*REQUIREMENT 1*
Using the thread below on counting rows with pandas groupby, decide whether each statement agrees with it: (a) size and count give identical results, (b) value_counts is the recommended method for counting group sizes starting with pandas 1.1, and (c) value_counts without sorting ran slower than the groupby count in the timing shown. Answer yes or no for each and quote the deciding words of the thread.
*REQUIREMENT 2*
State how many lines of the listing below contain the string "dark", giving only the number.

*SELECTED PASSAGE*
Pandas, groupby and count
I have a dataframe say like this
>>> df = pd.DataFrame({'user_id':['a','a','s','s','s'],
'session':[4,5,4,5,5],
'revenue':[-1,0,1,2,1]})
>>> df
revenue session user_id
0 -1 4 a
1 0 5 a
2 1 4 s
3 2 5 s
4 1 5 s
And each value of session and revenue represents a kind of type, and I want to count the number of each kind say the number of revenue=-1
and session=4
of user_id=a
is 1.
And I found simple call count()
function after groupby()
can't output the result I want.
>>> df.groupby('user_id').count()
revenue session
user_id
a 2 2
s 3 3
How can I do that?
Solution 1:
You seem to want to group by several columns at once:
df.groupby(['revenue','session','user_id'])['user_id'].count()
should give you what you want
Solution 2:
pandas >= 1.1: df.value_counts
is available!
From pandas 1.1, this will be my recommended method for counting the number of rows in groups (i.e., the group size). To count the number of non-nan rows in a group for a specific column, check out the accepted answer.
Old
df.groupby(['A', 'B']).size() # df.groupby(['A', 'B'])['C'].count()
New [✓]
df.value_counts(subset=['A', 'B'])
Note that size
and count
are not identical, the former counts all rows per group, the latter counts non-null rows only. See this other answer of mine for more.
Minimal Example
pd.__version__
# '1.1.0.dev0+2004.g8d10bfb6f'
df = pd.DataFrame({'num_legs': [2, 4, 4, 6],
'num_wings': [2, 0, 0, 0]},
index=['falcon', 'dog', 'cat', 'ant'])
df
num_legs num_wings
falcon 2 2
dog 4 0
cat 4 0
ant 6 0
df.value_counts(subset=['num_legs', 'num_wings'], sort=False)
num_legs num_wings
2 2 1
4 0 2
6 0 1
dtype: int64
Compare this output with
df.groupby(['num_legs', 'num_wings'])['num_legs'].size()
num_legs num_wings
2 2 1
4 0 2
6 0 1
Name: num_legs, dtype: int64
Performance
It's also faster if you don't sort the result:
%timeit df.groupby(['num_legs', 'num_wings'])['num_legs'].count()
%timeit df.value_counts(subset=['num_legs', 'num_wings'], sort=False)
640 µs ± 28.2 µs per loop (mean ± std. dev. of 7 runs, 1000 loops each)
568 µs ± 6.88 µs per loop (mean ± std. dev. of 7 runs, 1000 loops each)
Solution 3:
I struggled with the same issue, made use of the solution provided above. You can actually designate any of the columns to count:
df.groupby(['revenue','session','user_id'])['revenue'].count()
and
df.groupby(['revenue','session','user_id'])['session'].count()
would give the same answer.

*INPUT RECORDS*

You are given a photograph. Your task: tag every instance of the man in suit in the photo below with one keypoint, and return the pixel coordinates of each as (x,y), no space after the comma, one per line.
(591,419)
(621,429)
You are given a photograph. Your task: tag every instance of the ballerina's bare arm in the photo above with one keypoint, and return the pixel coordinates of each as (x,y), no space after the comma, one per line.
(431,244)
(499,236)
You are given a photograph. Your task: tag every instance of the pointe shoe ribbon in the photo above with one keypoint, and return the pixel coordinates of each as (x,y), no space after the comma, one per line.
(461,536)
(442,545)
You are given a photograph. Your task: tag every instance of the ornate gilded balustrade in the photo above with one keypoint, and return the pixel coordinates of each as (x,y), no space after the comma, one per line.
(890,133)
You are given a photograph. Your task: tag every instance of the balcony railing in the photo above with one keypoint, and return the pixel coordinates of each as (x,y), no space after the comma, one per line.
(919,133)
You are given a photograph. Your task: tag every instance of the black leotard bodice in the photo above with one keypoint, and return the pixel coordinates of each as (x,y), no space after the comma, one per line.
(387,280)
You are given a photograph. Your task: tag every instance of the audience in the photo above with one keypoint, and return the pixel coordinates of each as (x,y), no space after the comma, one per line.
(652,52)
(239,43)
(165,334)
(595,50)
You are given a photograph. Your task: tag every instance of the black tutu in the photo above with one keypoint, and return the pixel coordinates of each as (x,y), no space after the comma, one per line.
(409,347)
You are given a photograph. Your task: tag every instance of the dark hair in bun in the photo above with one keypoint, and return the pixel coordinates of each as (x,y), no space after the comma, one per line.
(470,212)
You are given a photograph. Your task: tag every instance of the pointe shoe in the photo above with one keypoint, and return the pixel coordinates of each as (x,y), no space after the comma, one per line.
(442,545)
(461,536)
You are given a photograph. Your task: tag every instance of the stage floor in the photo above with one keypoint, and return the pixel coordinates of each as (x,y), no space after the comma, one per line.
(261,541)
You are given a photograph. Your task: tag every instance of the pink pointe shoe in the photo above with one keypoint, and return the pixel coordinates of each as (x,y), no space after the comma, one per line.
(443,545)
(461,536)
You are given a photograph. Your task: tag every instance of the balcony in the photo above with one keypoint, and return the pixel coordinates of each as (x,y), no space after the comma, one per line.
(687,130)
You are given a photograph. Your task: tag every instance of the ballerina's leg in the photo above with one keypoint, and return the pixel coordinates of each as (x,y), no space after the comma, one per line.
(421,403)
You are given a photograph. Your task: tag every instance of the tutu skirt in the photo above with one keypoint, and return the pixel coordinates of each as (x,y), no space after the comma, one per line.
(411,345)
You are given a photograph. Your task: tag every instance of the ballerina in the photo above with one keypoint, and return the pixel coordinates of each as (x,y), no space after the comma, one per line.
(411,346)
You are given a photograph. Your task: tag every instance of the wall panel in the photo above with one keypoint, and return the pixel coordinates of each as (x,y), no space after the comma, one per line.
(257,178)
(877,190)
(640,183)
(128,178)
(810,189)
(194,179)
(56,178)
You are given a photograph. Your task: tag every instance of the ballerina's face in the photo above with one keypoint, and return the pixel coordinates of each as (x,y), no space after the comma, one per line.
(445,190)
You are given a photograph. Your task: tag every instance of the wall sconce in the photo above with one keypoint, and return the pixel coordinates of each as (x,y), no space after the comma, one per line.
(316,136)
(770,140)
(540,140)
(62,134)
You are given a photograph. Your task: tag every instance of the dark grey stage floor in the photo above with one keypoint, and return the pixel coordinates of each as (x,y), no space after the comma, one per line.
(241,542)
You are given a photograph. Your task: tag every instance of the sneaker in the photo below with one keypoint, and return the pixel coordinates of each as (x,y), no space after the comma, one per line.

*FINISHED ANSWER 1*
(a) No: "Note that size and count are not identical, the former counts all rows per group, the latter counts non-null rows only."
(b) Yes: "From pandas 1.1, this will be my recommended method for counting the number of rows in groups (i.e., the group size)."
(c) No: "It's also faster if you don't sort the result"

*FINISHED ANSWER 2*
2